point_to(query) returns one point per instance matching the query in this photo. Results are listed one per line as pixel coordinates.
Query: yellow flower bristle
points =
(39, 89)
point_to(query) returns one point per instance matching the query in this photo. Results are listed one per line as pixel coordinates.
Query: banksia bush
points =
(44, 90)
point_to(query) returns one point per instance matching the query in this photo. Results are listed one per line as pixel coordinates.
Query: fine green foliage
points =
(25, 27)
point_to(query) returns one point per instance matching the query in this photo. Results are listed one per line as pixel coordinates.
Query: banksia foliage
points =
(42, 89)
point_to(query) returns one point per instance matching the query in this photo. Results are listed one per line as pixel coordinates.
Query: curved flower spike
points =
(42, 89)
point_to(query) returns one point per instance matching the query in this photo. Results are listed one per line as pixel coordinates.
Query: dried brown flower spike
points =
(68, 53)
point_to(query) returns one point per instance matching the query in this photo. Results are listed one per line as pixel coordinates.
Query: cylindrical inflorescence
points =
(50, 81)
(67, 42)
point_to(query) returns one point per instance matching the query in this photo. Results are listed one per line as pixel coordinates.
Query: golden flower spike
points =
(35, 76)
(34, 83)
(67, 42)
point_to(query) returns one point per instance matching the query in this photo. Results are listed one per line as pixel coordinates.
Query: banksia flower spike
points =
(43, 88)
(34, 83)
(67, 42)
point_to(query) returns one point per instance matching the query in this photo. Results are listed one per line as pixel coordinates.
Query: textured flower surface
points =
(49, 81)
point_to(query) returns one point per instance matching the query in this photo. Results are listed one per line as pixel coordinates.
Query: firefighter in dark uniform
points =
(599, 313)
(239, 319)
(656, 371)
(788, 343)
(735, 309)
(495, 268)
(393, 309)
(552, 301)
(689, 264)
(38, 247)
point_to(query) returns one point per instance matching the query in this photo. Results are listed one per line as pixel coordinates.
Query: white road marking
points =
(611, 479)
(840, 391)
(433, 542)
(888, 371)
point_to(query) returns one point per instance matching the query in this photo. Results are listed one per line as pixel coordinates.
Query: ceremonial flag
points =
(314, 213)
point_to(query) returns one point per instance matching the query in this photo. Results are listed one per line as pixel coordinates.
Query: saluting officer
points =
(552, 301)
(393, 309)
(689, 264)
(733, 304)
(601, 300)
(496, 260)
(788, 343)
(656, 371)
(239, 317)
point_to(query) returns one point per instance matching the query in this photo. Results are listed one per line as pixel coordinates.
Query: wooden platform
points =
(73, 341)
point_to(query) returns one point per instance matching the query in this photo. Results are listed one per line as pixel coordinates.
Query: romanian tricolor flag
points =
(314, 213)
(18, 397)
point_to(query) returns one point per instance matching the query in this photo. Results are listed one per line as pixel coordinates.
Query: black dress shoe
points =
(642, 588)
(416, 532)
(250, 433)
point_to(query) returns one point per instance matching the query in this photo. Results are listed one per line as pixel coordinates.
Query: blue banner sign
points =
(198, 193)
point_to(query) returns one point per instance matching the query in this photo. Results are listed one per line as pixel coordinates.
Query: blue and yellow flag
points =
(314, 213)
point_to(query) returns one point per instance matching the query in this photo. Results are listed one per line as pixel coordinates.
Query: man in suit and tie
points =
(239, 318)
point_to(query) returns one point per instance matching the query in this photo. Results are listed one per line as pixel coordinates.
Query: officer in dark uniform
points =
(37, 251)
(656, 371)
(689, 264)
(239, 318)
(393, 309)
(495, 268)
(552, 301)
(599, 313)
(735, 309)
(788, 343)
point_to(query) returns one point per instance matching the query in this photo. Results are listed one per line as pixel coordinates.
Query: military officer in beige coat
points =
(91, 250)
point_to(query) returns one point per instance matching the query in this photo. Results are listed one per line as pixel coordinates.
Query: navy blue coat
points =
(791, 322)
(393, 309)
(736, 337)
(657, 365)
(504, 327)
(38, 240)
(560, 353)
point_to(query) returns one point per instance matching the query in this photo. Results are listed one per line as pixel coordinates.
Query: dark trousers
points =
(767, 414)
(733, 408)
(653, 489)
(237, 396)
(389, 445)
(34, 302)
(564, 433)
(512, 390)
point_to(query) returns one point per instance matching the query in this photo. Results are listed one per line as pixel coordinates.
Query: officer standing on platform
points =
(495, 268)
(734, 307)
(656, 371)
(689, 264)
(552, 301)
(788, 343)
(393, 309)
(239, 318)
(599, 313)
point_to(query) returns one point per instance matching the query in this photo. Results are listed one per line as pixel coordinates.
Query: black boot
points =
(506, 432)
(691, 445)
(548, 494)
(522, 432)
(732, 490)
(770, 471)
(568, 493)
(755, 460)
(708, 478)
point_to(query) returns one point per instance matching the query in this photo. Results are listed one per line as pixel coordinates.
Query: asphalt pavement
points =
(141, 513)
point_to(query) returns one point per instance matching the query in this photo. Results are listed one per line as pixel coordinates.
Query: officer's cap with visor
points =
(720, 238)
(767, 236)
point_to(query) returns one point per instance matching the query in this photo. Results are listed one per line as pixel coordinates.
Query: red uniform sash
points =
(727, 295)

• [Exercise objective]: Reproduce each entry word for word.

• [Task solution]:
point_to(query) returns one point per instance matching the query in this photo. Results are listed one per line as pixel coordinates.
Query: yellow flower bristle
points =
(39, 89)
point_to(query) returns one point per instance matching the query in this photo. Results are listed one per line as pixel coordinates.
Query: banksia bush
points =
(44, 90)
point_to(query) returns one point per instance matching the query in this photo. Results are listed one per line as pixel coordinates.
Query: fine green foliage
points =
(25, 27)
point_to(query) returns one point per instance matching the query in this photo. Results are listed one per line as pixel coordinates.
Query: banksia foliage
points =
(42, 89)
point_to(query) returns one point per instance matching the query in this photo. Results are listed one per line as pixel coordinates.
Query: curved flower spike
points =
(42, 89)
point_to(query) returns one point per instance matching the query in this photo. Results are listed one per line as pixel coordinates.
Query: dried brown flower spike
points =
(68, 53)
point_to(query) returns one point per instance matching the query in this photo. Results are listed one per line as pixel coordinates.
Query: cylindrical inflorescence
points =
(50, 81)
(67, 42)
point_to(query) returns one point per instance matching the query in this photo. Results are listed one per line as pixel coordinates.
Query: golden flower spike
points =
(35, 76)
(34, 83)
(67, 42)
point_to(query) returns one point per instance matching the query in this photo. Results are listed one per line as pixel coordinates.
Query: banksia flower spike
points =
(43, 88)
(34, 83)
(67, 42)
point_to(query) returns one point per instance matching the query in this photo. Results are listed one per line as pixel coordinates.
Query: textured flower surface
points =
(49, 81)
point_to(query) returns one point per instance matching the query in this photo. Results are listed one per line as pixel coordinates.
Query: firefighter in dark uniform
points =
(599, 313)
(239, 319)
(656, 371)
(788, 343)
(735, 309)
(495, 268)
(393, 309)
(552, 301)
(689, 264)
(38, 247)
point_to(query) returns one point per instance matching the query in this photo. Results are listed one per line as pixel coordinates.
Query: white road marking
points =
(611, 479)
(840, 391)
(433, 542)
(888, 371)
point_to(query) returns one point per instance matching the query in this photo. Results are listed one per line as pixel coordinates.
Query: ceremonial flag
points =
(314, 213)
point_to(query) returns one point per instance matching the query in this photo. Results are listed one per line as pixel coordinates.
Query: saluting officer
points =
(552, 301)
(393, 309)
(689, 264)
(733, 304)
(601, 300)
(496, 260)
(788, 343)
(656, 371)
(239, 317)
point_to(query) returns one point per instance matching the query in this photo. Results are listed one per line as pixel coordinates.
Query: wooden platform
points =
(73, 341)
point_to(query) returns one point per instance matching the query in this photo. Results are listed one per line as pixel coordinates.
Query: romanian tricolor flag
points =
(314, 213)
(18, 397)
point_to(query) returns one point per instance matching the query in this photo. Results are listed one per line as pixel coordinates.
Query: black dress shoe
points =
(642, 588)
(416, 532)
(250, 433)
point_to(query) returns one point per instance matching the query in this photo. Results are listed one per line as pixel coordinates.
Query: blue banner sign
points =
(198, 193)
point_to(query) returns one point per instance matching the query in this photo. Results are listed one per line as pixel coordinates.
Query: blue and yellow flag
points =
(314, 213)
point_to(query) returns one point per instance matching the query in this photo. Results are listed one per line as pixel coordinates.
Query: man in suit and tie
points =
(239, 318)
point_to(query) returns one point per instance matching the query in this photo. Results are listed one per line as pixel coordinates.
Query: officer in dark uniform
points =
(37, 251)
(656, 371)
(689, 264)
(239, 318)
(393, 309)
(495, 268)
(552, 301)
(599, 313)
(735, 309)
(788, 343)
point_to(query) returns one point per instance matching the query in this photo. Results are listed one per line as pixel coordinates.
Query: military officer in beige coat
points =
(91, 250)
point_to(query) returns one point per instance matching the query in this photo. Results are listed one per line as pixel coordinates.
Query: navy blue coat
points =
(791, 322)
(393, 309)
(736, 337)
(657, 365)
(504, 327)
(38, 240)
(560, 353)
point_to(query) returns one point per instance matching the query in this photo. Results are listed one per line as pixel coordinates.
Query: dark trousers
points =
(767, 414)
(733, 408)
(653, 489)
(237, 396)
(389, 445)
(34, 302)
(564, 433)
(512, 390)
point_to(query) returns one point per instance matching the query in this photo. Results are listed one per line as pixel coordinates.
Query: officer standing on platform
points =
(495, 268)
(734, 307)
(656, 371)
(689, 264)
(552, 301)
(788, 343)
(393, 309)
(239, 318)
(599, 313)
point_to(query) returns one point per instance matching the query in this photo. Results are listed one per line as pixel coordinates.
Query: black boot
points =
(506, 432)
(691, 445)
(548, 494)
(522, 432)
(732, 490)
(770, 471)
(568, 493)
(755, 460)
(708, 478)
point_to(query) returns one point per instance matching the query in this photo. Results are listed one per line as pixel coordinates.
Query: asphalt pavement
points =
(141, 513)
point_to(query) returns one point per instance matching the query in this photo. Results are listed one per line as pixel coordinates.
Query: officer's cap with visor
points =
(720, 238)
(767, 236)
point_to(query) returns one point per instance matching the query in this photo. Results are listed one per line as pixel coordinates.
Query: red uniform sash
points =
(727, 295)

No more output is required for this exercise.